> **YOUR GOAL**
Copy the records below exactly as they appear.

> **DATA PROVIDED**
[BEGIN]

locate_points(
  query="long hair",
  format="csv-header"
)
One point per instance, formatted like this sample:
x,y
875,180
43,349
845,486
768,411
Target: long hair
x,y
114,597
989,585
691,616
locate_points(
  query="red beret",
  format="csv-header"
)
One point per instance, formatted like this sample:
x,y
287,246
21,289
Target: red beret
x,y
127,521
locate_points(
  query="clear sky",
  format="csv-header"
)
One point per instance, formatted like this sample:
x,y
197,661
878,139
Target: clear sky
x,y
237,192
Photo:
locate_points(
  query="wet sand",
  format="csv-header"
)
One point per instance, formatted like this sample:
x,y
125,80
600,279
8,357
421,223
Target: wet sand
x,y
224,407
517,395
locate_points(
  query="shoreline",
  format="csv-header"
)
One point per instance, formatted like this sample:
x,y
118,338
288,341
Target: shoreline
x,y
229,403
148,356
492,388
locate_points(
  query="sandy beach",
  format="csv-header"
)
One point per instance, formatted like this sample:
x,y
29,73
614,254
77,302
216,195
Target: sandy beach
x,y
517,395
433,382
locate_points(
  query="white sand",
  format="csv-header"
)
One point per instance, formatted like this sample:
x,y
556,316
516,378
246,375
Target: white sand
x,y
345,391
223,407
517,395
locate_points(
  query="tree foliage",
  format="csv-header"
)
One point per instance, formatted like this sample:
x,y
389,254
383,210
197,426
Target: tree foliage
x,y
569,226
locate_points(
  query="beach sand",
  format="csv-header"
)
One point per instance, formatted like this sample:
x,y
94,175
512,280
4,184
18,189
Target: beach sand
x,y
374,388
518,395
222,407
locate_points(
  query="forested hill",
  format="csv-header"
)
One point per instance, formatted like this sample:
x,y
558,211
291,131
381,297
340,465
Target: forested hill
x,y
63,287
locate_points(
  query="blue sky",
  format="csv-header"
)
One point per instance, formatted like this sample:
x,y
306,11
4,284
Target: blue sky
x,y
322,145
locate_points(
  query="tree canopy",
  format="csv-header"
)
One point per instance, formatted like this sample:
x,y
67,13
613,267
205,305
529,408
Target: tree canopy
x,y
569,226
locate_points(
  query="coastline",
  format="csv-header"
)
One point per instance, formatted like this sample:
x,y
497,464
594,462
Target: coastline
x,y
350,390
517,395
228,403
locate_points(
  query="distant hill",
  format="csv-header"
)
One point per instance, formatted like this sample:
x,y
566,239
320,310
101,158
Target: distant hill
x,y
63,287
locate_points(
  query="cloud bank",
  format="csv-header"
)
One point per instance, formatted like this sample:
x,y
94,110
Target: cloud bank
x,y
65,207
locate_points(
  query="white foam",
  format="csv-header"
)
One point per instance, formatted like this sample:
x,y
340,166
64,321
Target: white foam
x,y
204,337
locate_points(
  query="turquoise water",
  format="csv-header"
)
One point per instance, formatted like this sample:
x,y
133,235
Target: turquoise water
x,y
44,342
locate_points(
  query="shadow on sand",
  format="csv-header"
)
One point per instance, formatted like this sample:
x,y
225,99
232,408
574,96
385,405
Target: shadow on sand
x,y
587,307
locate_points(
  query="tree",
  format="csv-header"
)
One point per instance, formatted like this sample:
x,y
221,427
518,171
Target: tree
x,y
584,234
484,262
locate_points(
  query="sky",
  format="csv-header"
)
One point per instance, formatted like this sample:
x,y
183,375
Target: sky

[END]

> **EXERCISE SOLUTION**
locate_points(
  query="long hair",
  format="csv-header"
)
One point per instance, formatted like this sample:
x,y
875,180
43,349
845,486
768,411
Target: long hair
x,y
114,597
989,585
691,616
locate_points(
  query="red beret",
  format="csv-header"
)
One point per instance, formatted like this sample:
x,y
287,246
21,289
Target: red beret
x,y
127,521
locate_points(
  query="clear sky",
  format="csv-header"
)
One point per instance, formatted like this sample:
x,y
197,661
878,139
Target: clear sky
x,y
237,192
Photo:
locate_points(
  query="wet sand",
  format="csv-header"
)
One point per instance, formatted like this sample:
x,y
125,80
600,279
8,357
421,223
Target: wet sand
x,y
224,407
517,395
locate_points(
  query="shoreline",
  format="csv-header"
)
One point per instance, formatted like this sample:
x,y
118,338
288,341
Target: shoreline
x,y
229,403
148,356
492,388
locate_points(
  query="sandy beach",
  format="csv-header"
)
One point per instance, formatted like this sample:
x,y
29,73
614,254
77,302
216,195
Target: sandy beach
x,y
517,395
433,382
locate_points(
  query="white sand",
  format="csv-header"
)
One point per instance, formatted like this sample:
x,y
556,316
516,378
246,375
Target: white sand
x,y
345,391
223,407
517,395
locate_points(
  query="tree foliage",
  format="csv-header"
)
One point per instance, formatted like this sample:
x,y
389,254
383,210
197,426
Target: tree foliage
x,y
569,226
locate_points(
  query="beach sand",
  format="csv-header"
)
One point per instance, formatted like this sample:
x,y
94,175
512,280
4,184
18,189
Target: beach sand
x,y
374,388
518,395
222,407
locate_points(
  query="forested hill",
  format="csv-header"
)
One point per instance, formatted like this sample:
x,y
558,211
291,131
381,297
340,465
Target: forested hill
x,y
63,287
locate_points(
  query="blue sky",
  format="csv-header"
)
One point per instance, formatted like this sample:
x,y
306,11
4,284
Target: blue sky
x,y
322,145
locate_points(
  query="tree canopy",
  format="csv-header"
)
One point per instance, formatted like this sample:
x,y
67,13
613,267
205,305
529,408
Target: tree canopy
x,y
569,226
locate_points(
  query="coastline",
  format="csv-header"
)
One point per instance, formatted like this sample:
x,y
497,464
594,462
Target: coastline
x,y
350,390
517,395
228,403
locate_points(
  query="distant hill",
  format="csv-header"
)
One point per instance, formatted like this sample:
x,y
566,239
320,310
101,158
Target: distant hill
x,y
63,287
locate_points(
  query="cloud bank",
  format="csv-header"
)
One point per instance, formatted like this sample:
x,y
94,110
Target: cloud bank
x,y
65,207
locate_points(
  query="white foam",
  format="csv-header"
)
One point per instance, formatted like this sample:
x,y
340,166
64,321
Target: white foam
x,y
204,337
locate_points(
  query="turquoise water",
  format="csv-header"
)
One point per instance, formatted like this sample:
x,y
133,235
Target: turquoise water
x,y
44,342
locate_points(
  query="shadow on sand",
  format="csv-header"
)
One point per instance, formatted like this sample:
x,y
225,99
232,408
574,96
385,405
Target: shadow on sand
x,y
587,307
locate_points(
  query="tree",
  format="csv-header"
)
One point per instance, formatted like this sample:
x,y
221,427
518,171
Target: tree
x,y
584,234
484,262
locate_points(
  query="sky",
  format="csv-header"
)
One point per instance, formatted like this sample:
x,y
183,375
Target: sky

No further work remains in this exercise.